* [Problems to solve]
[A] In the passage on China's A.I. firms below, write out the text from "What stands out" to "the not-too-distant future." word for word.
[B] Answer these questions using the passage on China's A.I. firms below:
(i) Which center published the brief about the A.I.-based surveillance systems?
(ii) What three services could the robots from the third set of firms provide?
(iii) What kind of innovation does the passage call critical for sustained success with A.I.?

### Passage shown

Several state-owned and private sector A.I. firms in China—such as 4 Paradigm, Potevio, Airdoc, and Beijing SEEMMO Technology—created A.I.-based surveillance systems to remotely monitor patients, according to a brief published recently by the Center for Security and Emerging Technology at Georgetown University’s Walsh School of Foreign Service. Others—such as Beijing Infervision, Beijing Kunlun Medical, Keya Imaging, United Imaging, and Yitu Technology—incorporated A.I. into medical imaging technology to detect COVID-19 cases faster.

A third set of firms—including Wuzhu Technology, TMiRob, AUBO Robotics, Keenon Robotics, and Shanghai Mumu Robot—helped minimize exposure to the virus by developing robots that could provide disinfection services, temperature screenings, and contactless meal deliveries in hospitals and medical facilities. And a fourth group—Beijing Unisound, iFlytek, Futong Dongfang, and Yunji Technology, among them—reduced the risk of public transmission by developing voice-based A.I. systems to ensure less contact with surfaces and humans.

What stands out isn’t how China is using A.I. to tackle the pandemic, but how deep and specialized its health care data, algorithms, and A.I. research are becoming in the process. Industry-specific vertical innovation is critical for sustained success with A.I., and China’s ability to kick-start that cycle in several industries may enable it to take over the leadership of the global A.I. industry in the not-too-distant future.

######
### Data listing

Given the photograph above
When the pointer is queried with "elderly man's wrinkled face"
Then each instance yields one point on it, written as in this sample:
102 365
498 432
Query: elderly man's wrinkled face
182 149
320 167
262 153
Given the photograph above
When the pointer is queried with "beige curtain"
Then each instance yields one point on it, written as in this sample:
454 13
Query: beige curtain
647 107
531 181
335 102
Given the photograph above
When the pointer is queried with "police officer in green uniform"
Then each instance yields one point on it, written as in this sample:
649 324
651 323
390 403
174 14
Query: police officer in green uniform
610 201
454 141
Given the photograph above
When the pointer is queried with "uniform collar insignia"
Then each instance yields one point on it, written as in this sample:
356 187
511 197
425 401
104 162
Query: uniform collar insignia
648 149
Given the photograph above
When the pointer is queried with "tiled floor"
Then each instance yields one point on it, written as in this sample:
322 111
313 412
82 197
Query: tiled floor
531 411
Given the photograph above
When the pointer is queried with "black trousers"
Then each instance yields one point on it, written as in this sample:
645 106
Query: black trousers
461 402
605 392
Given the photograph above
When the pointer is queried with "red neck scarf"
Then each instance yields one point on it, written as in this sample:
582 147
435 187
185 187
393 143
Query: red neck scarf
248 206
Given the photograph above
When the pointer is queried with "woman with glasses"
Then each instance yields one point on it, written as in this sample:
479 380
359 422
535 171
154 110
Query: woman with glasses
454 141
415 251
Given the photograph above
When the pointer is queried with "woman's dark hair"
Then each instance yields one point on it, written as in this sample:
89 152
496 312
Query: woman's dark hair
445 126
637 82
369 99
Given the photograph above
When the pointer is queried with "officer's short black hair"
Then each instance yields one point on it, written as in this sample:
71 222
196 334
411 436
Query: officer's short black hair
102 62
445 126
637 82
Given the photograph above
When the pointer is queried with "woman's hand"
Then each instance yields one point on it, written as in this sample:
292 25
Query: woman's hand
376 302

######

* [Numbered answers]
[A]
What stands out isn’t how China is using A.I. to tackle the pandemic, but how deep and specialized its health care data, algorithms, and A.I. research are becoming in the process. Industry-specific vertical innovation is critical for sustained success with A.I., and China’s ability to kick-start that cycle in several industries may enable it to take over the leadership of the global A.I. industry in the not-too-distant future.

[B]
(i) The Center for Security and Emerging Technology at Georgetown University's Walsh School of Foreign Service
(ii) Disinfection services, temperature screenings, and contactless meal deliveries
(iii) Industry-specific vertical innovation